[Source data]
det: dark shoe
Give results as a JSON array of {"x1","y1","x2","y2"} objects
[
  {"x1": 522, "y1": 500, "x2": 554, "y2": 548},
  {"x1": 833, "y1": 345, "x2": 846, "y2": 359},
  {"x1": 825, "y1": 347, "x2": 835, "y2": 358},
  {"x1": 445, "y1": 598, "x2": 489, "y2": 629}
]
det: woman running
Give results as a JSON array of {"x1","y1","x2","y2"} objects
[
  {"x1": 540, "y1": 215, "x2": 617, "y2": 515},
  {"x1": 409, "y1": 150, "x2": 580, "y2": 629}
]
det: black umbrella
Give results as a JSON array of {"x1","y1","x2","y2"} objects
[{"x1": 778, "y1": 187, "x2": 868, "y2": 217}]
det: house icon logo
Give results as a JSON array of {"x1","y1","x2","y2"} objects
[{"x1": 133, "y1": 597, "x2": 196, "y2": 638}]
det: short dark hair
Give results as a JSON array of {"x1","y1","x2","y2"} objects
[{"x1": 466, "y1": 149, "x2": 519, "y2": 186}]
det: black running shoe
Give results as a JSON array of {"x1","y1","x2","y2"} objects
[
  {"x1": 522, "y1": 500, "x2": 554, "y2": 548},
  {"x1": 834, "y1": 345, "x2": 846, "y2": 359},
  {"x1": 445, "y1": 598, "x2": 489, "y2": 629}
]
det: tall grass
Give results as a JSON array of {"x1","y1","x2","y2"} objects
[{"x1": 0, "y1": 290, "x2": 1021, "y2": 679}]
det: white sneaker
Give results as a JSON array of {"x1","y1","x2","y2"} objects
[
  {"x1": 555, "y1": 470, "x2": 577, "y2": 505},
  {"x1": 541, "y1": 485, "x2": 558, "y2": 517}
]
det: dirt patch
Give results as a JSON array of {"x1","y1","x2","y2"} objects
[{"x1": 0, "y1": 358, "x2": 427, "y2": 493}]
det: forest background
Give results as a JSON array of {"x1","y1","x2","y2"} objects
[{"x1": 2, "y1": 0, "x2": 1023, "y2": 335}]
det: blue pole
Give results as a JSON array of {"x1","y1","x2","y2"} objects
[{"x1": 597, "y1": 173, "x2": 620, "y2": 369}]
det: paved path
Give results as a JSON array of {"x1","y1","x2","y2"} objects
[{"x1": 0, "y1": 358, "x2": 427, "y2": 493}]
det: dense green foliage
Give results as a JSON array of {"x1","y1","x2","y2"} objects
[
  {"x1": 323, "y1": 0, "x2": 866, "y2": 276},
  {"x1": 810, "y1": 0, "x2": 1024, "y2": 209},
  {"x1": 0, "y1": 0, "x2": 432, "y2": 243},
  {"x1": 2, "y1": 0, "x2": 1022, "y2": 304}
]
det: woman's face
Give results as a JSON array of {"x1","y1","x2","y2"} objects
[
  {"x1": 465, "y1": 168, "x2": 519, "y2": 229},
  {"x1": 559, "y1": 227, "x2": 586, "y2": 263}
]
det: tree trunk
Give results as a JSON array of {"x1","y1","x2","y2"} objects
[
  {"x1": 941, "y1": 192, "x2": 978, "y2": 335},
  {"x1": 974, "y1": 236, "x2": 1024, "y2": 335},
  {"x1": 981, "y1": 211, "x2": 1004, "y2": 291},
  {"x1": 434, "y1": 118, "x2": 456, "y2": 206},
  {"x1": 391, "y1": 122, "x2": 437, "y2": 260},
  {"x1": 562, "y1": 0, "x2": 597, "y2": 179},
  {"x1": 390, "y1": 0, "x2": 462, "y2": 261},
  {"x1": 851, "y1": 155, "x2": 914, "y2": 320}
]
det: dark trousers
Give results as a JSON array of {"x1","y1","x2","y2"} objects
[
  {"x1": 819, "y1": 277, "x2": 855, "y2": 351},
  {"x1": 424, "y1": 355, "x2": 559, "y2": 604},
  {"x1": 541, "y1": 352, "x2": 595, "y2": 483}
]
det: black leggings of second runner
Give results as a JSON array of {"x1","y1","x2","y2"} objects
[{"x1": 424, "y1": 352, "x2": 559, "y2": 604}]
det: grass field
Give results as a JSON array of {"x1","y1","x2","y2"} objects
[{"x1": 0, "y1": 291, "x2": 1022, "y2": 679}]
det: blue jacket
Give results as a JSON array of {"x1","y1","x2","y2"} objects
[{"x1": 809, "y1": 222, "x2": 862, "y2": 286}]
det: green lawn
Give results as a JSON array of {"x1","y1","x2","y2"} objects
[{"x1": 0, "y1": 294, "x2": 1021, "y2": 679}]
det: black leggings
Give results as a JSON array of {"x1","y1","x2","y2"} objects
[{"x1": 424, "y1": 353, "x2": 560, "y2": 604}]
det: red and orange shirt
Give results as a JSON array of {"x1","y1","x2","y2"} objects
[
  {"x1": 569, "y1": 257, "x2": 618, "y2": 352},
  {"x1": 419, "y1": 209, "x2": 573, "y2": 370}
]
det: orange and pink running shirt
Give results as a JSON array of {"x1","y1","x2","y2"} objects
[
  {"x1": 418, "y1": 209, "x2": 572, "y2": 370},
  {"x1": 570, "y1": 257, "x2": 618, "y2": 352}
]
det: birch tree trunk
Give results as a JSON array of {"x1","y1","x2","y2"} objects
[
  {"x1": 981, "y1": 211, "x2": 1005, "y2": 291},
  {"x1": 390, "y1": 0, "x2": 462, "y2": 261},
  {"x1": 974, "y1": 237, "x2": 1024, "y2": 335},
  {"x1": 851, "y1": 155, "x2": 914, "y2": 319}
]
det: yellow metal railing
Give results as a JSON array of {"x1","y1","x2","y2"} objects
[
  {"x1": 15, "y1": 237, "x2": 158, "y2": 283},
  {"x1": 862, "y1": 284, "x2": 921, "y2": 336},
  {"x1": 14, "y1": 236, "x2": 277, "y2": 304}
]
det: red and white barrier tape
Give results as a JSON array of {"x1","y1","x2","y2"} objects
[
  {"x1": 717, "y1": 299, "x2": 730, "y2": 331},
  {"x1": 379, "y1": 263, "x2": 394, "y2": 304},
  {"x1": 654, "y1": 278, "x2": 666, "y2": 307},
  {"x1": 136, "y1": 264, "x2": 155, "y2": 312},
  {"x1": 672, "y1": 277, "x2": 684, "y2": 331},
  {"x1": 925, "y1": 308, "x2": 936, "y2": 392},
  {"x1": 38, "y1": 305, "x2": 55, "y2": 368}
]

* _EXERCISE_: Copy out the lines above exactly, beginning at the one that contains "det: dense green foliage" and ending at the one that contains "det: tree trunk".

* _RESULT_:
det: dense green foliage
Give results as a JSON array of {"x1","y1","x2","y2"} objects
[
  {"x1": 323, "y1": 0, "x2": 866, "y2": 276},
  {"x1": 810, "y1": 0, "x2": 1024, "y2": 209},
  {"x1": 0, "y1": 0, "x2": 432, "y2": 243},
  {"x1": 2, "y1": 0, "x2": 1022, "y2": 304}
]
det: woman's face
Give results as a JSON array of {"x1","y1","x2","y2"} objects
[
  {"x1": 465, "y1": 168, "x2": 519, "y2": 229},
  {"x1": 559, "y1": 227, "x2": 586, "y2": 263}
]
det: tree trunk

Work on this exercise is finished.